--- Start ---

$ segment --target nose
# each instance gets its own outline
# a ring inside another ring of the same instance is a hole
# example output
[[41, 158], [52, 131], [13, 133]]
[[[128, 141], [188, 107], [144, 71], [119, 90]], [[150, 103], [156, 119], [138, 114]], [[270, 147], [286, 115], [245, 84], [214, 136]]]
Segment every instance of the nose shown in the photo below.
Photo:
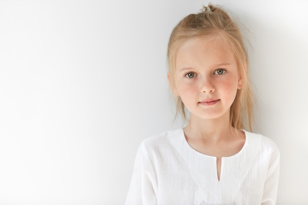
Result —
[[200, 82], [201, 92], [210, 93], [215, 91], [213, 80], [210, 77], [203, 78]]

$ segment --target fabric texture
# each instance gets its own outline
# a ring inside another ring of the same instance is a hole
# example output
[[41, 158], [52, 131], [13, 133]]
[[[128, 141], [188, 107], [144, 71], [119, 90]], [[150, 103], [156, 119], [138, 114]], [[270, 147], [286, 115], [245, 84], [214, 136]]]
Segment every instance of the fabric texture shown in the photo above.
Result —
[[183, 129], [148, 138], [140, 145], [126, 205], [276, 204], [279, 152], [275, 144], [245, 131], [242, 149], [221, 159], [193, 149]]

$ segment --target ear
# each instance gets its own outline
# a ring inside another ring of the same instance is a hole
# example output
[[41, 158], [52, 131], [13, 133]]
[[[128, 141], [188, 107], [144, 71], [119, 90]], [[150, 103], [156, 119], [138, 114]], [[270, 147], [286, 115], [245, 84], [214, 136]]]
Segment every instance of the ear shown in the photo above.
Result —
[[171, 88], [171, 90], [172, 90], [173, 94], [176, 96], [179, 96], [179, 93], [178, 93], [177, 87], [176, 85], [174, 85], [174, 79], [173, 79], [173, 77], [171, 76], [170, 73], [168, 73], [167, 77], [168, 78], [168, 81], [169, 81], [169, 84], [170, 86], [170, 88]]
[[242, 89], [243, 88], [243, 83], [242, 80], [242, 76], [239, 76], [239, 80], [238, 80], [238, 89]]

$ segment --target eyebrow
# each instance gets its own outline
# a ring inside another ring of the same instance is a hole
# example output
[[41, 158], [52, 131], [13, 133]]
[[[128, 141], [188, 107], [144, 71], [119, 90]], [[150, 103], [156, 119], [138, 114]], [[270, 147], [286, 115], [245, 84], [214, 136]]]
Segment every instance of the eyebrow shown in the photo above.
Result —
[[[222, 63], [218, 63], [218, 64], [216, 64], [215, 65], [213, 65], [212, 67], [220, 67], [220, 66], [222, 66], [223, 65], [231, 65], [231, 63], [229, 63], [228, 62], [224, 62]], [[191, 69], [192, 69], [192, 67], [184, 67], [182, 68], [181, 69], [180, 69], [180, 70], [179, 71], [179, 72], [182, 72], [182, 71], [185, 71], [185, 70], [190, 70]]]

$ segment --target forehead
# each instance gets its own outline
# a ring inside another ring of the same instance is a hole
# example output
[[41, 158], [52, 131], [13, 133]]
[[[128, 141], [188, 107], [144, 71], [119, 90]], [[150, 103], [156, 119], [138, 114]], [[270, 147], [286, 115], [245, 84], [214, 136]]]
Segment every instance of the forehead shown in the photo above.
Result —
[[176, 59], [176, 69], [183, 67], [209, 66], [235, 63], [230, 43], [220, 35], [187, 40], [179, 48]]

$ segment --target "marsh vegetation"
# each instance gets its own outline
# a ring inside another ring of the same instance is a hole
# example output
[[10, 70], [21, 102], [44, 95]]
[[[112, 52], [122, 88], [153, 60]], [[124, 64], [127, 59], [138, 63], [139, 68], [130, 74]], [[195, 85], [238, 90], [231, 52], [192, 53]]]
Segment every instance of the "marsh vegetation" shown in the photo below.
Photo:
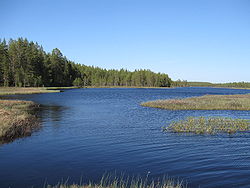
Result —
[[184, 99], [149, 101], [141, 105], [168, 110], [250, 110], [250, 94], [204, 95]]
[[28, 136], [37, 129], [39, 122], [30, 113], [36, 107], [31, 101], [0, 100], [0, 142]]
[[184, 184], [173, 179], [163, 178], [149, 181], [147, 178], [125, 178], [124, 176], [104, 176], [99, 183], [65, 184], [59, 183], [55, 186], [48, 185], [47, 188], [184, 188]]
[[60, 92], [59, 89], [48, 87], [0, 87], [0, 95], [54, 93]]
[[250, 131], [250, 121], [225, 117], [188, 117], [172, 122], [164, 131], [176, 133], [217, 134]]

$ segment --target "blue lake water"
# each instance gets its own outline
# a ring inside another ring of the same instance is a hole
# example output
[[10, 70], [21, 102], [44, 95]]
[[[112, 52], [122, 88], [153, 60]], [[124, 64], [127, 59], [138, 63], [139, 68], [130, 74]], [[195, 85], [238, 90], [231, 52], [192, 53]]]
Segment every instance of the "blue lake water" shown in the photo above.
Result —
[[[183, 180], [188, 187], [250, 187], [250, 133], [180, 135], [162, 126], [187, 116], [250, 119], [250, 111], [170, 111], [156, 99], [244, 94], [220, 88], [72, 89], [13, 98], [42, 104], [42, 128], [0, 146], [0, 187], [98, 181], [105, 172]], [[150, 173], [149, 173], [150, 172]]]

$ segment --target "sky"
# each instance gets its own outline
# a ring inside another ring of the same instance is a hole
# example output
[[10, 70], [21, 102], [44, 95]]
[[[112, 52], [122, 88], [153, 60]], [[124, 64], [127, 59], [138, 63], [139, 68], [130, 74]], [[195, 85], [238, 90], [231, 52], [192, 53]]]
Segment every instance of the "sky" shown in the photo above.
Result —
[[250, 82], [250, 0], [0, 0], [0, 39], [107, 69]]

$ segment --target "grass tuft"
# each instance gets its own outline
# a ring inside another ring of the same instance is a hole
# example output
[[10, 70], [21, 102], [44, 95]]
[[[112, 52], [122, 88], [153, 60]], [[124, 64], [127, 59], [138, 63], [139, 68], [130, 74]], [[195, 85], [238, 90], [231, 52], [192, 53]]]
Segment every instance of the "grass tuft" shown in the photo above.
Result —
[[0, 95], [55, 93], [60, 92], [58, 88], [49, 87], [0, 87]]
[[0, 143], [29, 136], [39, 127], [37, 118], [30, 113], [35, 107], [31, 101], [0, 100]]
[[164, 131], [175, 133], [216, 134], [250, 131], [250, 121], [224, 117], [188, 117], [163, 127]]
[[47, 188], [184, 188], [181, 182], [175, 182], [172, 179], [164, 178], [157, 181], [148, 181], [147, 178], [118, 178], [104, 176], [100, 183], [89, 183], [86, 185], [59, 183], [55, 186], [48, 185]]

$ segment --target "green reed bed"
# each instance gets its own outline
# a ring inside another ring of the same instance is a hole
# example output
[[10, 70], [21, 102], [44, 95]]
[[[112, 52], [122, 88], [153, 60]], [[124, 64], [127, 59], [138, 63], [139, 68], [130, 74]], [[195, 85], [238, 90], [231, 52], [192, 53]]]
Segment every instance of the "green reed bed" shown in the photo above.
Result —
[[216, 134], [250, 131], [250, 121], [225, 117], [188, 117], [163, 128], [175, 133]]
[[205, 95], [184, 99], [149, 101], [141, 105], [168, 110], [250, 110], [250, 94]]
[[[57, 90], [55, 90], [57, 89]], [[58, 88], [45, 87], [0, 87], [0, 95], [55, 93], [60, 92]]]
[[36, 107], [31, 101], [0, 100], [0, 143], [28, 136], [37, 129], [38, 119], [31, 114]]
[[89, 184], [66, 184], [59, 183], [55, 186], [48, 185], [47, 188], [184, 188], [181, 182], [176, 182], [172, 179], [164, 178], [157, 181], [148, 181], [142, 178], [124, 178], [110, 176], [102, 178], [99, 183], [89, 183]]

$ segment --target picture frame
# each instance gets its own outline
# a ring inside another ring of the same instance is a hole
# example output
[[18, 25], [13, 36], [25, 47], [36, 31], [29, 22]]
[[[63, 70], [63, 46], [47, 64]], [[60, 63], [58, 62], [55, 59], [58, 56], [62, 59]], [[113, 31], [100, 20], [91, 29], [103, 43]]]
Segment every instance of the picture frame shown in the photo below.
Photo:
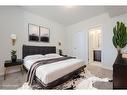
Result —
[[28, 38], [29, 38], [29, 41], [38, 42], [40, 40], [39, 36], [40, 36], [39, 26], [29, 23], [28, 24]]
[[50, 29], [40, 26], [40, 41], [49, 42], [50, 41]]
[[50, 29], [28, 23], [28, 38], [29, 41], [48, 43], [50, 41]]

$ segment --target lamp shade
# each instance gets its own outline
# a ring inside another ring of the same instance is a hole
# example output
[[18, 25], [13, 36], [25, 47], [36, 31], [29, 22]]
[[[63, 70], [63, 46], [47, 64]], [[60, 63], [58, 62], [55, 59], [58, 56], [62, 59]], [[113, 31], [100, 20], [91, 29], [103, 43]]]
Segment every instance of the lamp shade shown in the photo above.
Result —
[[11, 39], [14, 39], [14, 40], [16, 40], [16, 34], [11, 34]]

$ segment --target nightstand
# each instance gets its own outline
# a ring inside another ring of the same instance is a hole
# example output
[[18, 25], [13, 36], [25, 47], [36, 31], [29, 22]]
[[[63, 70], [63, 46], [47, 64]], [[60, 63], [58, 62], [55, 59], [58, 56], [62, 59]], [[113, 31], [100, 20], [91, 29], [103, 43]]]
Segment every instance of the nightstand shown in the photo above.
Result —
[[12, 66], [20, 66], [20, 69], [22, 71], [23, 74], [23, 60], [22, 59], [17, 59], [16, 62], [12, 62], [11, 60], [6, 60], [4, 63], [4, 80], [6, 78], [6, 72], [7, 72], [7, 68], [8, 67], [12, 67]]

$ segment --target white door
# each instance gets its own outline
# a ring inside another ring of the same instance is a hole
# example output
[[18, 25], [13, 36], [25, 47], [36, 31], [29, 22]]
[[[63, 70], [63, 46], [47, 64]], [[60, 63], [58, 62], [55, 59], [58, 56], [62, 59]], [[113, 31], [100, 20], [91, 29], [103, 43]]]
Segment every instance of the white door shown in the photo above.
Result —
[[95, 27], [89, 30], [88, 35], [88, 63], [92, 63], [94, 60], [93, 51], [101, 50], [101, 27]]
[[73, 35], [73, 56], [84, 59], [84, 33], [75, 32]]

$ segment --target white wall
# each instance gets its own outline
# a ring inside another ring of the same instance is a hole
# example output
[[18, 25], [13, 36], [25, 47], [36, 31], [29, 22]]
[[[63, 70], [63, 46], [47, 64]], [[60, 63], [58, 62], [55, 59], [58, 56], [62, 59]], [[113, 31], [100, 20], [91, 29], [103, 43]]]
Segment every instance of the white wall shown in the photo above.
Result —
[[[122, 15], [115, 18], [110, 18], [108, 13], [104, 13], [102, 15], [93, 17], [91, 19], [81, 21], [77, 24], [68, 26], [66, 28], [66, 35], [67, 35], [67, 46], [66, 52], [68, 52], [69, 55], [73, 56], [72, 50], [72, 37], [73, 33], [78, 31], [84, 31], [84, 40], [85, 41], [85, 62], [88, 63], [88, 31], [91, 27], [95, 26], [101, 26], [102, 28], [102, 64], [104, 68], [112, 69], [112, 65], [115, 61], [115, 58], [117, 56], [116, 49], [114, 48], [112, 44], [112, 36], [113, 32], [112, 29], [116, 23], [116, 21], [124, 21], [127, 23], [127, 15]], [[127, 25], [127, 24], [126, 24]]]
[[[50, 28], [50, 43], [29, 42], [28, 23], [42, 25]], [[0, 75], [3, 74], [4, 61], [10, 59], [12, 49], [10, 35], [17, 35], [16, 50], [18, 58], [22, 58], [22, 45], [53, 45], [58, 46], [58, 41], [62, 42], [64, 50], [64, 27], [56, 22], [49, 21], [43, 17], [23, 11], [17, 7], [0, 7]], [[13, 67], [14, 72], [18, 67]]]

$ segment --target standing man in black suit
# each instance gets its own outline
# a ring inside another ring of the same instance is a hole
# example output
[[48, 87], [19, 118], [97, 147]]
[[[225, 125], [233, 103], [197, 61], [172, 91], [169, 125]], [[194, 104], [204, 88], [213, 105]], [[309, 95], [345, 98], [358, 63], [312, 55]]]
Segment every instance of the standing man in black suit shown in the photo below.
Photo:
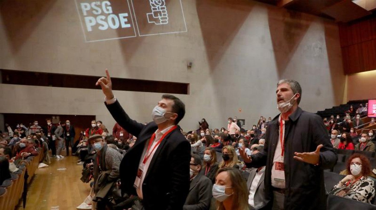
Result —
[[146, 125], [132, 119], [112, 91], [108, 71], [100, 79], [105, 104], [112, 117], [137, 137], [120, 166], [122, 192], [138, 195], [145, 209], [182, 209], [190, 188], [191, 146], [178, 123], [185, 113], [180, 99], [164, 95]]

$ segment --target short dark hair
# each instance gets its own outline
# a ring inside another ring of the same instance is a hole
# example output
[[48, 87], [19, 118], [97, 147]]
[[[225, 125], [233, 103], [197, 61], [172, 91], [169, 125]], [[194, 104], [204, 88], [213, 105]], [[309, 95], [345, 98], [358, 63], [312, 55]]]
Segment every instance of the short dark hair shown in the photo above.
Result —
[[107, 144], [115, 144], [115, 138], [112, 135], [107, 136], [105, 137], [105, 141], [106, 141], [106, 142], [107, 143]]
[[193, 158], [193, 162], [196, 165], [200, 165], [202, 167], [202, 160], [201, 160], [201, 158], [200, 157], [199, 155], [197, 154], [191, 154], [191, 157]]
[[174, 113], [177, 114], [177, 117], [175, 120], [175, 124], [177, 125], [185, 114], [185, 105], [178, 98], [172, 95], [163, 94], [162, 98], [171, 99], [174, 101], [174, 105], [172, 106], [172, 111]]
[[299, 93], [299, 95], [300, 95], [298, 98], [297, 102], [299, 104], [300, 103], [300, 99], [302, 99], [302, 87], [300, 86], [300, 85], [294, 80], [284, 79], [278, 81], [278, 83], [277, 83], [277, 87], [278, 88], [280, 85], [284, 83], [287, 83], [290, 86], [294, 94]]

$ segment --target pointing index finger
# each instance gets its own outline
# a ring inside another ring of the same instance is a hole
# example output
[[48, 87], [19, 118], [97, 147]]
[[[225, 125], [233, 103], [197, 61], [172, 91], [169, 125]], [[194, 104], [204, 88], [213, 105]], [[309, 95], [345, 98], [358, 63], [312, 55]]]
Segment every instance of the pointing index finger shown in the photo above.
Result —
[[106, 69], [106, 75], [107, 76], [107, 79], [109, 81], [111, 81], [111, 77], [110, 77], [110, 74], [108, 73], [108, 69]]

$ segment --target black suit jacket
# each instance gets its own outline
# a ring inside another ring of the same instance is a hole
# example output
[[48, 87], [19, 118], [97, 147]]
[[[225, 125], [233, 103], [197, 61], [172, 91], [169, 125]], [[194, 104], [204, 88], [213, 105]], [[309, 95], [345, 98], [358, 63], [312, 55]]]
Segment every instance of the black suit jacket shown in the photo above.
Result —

--- End ---

**Problem to work on**
Format the part of the material above that opens with the line containing "--target short dark hair" and closes with the line containing "154], [191, 157]]" as a numbered list, one line per item, with blank lines dropped.

**Reply**
1. $ segment --target short dark hair
2. # each instance gets its own outline
3. # a ring inside another ring of the same instance is a hole
4. # example output
5. [[48, 87], [19, 118], [97, 147]]
6. [[[225, 125], [233, 103], [197, 61], [172, 91], [169, 125]], [[194, 104], [204, 88], [213, 105]], [[309, 95], [345, 98], [358, 63], [312, 55]]]
7. Segment every instance of the short dark hair shown in the photo above.
8. Result —
9. [[107, 144], [115, 144], [115, 138], [112, 135], [107, 136], [105, 137], [105, 141], [106, 141], [106, 142], [107, 143]]
10. [[193, 158], [193, 162], [196, 165], [200, 165], [202, 167], [202, 160], [201, 160], [201, 158], [200, 157], [199, 155], [197, 154], [191, 154], [191, 157]]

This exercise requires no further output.